Mais de 17 mil pessoas são as e os quilombolas do município ancestral de Alcântara. Habitam cerca de 110 comunidades, ameaçadas e deslocadas na implantação do projeto de construção da base de Alcântara pela Marinha, nos anos 80. Perderam terras, acesso, capacidade de produção e paz. Agora, são violadas por um Acordo de Salvaguarda Tecnológicas (AST) com os Estados Unidos, assinado em março de 2019 pelo atual governo, por meio dos Ministério da Ciência, Tecnologia Inovação e Comunicação (MCTIC), Ministério da Defesa e Ministério das Relações Exteriores, que permite o uso comercial da Base Aérea de Alcântara.
Projetos da Marinha brasileira na região metropolitana de Salvador violam a constituição e acordos internacionais, com a ocupação de áreas do quilombo de Macacos na Bahia, que se consolida com a atuação de instituições do estado da Bahia. Limitam-lhes os acessos e as possibilidades de ir e vir, ameaçam-nos. Mortes de lideranças e uso de força para punir os quilombolas pela persistência em suas lutas são parte do cotidiano da comunidade. Há mais de 450 anos entre Simões Filho e Salvador, a comunidade de Macacos, trava desde 2010, quando foi construído o empreendimento, uma luta de Davi e Golias com a base Naval de Aratu.

——

Objetivo 1:
Responda, com base no trecho sobre as comunidades quilombolas:
(a) Quantas pessoas são as e os quilombolas do município de Alcântara?
(b) Em que mês e ano foi assinado o Acordo de Salvaguardas Tecnológicas com os Estados Unidos?
(c) Desde que ano a comunidade de Macacos trava sua luta com a base Naval de Aratu?
Objetivo 2: Transcreva fielmente, do trecho sobre as comunidades quilombolas, a passagem de "Mais de 17 mil" a "Aérea de Alcântara.".
Objetivo 3: Retome a redação do trecho sobre as comunidades quilombolas, continuando-o a partir do ponto em que ele termina.
Os registros constituem material independente do trecho sobre as comunidades quilombolas.

Listagem:
——

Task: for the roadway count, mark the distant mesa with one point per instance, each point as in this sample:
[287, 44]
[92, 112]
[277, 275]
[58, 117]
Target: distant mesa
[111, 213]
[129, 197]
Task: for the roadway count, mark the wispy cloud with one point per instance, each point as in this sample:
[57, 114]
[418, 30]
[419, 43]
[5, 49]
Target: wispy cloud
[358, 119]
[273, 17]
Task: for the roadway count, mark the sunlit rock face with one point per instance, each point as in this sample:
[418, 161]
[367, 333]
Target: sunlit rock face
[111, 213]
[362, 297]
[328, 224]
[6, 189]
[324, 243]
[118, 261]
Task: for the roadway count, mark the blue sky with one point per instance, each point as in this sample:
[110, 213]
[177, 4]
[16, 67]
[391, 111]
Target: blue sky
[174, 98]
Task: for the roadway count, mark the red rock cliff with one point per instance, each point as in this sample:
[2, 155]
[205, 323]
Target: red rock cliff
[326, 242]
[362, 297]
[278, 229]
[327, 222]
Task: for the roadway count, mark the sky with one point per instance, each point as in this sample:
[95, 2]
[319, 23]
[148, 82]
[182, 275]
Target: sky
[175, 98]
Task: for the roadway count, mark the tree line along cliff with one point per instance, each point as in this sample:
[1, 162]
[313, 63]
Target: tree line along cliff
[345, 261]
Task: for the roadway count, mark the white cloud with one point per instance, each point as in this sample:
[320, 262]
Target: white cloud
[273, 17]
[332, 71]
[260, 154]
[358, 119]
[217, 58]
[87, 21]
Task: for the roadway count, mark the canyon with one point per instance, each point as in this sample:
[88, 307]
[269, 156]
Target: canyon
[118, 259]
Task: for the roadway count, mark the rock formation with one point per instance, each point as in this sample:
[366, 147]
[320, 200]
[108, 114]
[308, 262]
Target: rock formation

——

Resposta 1:
(a) Mais de 17 mil pessoas.
(b) Em março de 2019.
(c) Desde 2010.

Resposta 2:
Mais de 17 mil pessoas são as e os quilombolas do município ancestral de Alcântara. Habitam cerca de 110 comunidades, ameaçadas e deslocadas na implantação do projeto de construção da base de Alcântara pela Marinha, nos anos 80. Perderam terras, acesso, capacidade de produção e paz. Agora, são violadas por um Acordo de Salvaguarda Tecnológicas (AST) com os Estados Unidos, assinado em março de 2019 pelo atual governo, por meio dos Ministério da Ciência, Tecnologia Inovação e Comunicação (MCTIC), Ministério da Defesa e Ministério das Relações Exteriores, que permite o uso comercial da Base Aérea de Alcântara.

Resposta 3:
No caso de Aratu, ademais, há autorização pelos órgãos do estado e federais, para que empresas que eliminam contaminantes nas áreas de proteção ambiental contaminam o mangue e outras áreas de preservação, continue explorando um porto, construído pela empresa que os confronta, a Bahia Terminais. Trata-se de uma estratégia de ocupação e espoliação territorial anterior à era cristã de ecocídio para forçar o deslocamento compulsório para a cobiçada ocupação do território, como explica Tidiane N'dyaie[3] sobre o "genocídio oculto", na África subsaariana. O crime do lançamento de contaminantes  no ambiente hídrico , que transforma a biota e expõe a comunidade a riscos de toxidade, é ignorado pelos órgãos ambientais, responsáveis, inclusive, pelas licenças às empresas.
Na Amazônia, particularmente, como ocorre no Pará, historicamente os quilombos sofrem a pressão dos "grandes projetos". Os quilombos de Oriximiná, da região do rio Trombetas, relata a pesquisadora Zélia Amador de Deus[4], no final da década de 1970, tiveram várias comunidades afastadas de seus territórios devido à implantação do projeto da mineração Rio do Norte, para a extração de bauxita. Uma grande cidade enclave foi construída, desarticulando várias comunidades. O enclave foi construído à margem direita do rio Trombetas. Como se não bastasse, em 1980, a ditadura militar, governo do general Figueiredo, implanta à margem esquerda do rio uma reserva biológica para reduzir a área e possibilidades de cultivo no território ancestral. Não resta aos quilombolas, a não ser se tornarem peões e empregadas domésticas dentro do enclave, reflete Zélia Amador. O mesmo ocorre em Goiás, Mato Grosso, Maranhão e pelo Brasil afora.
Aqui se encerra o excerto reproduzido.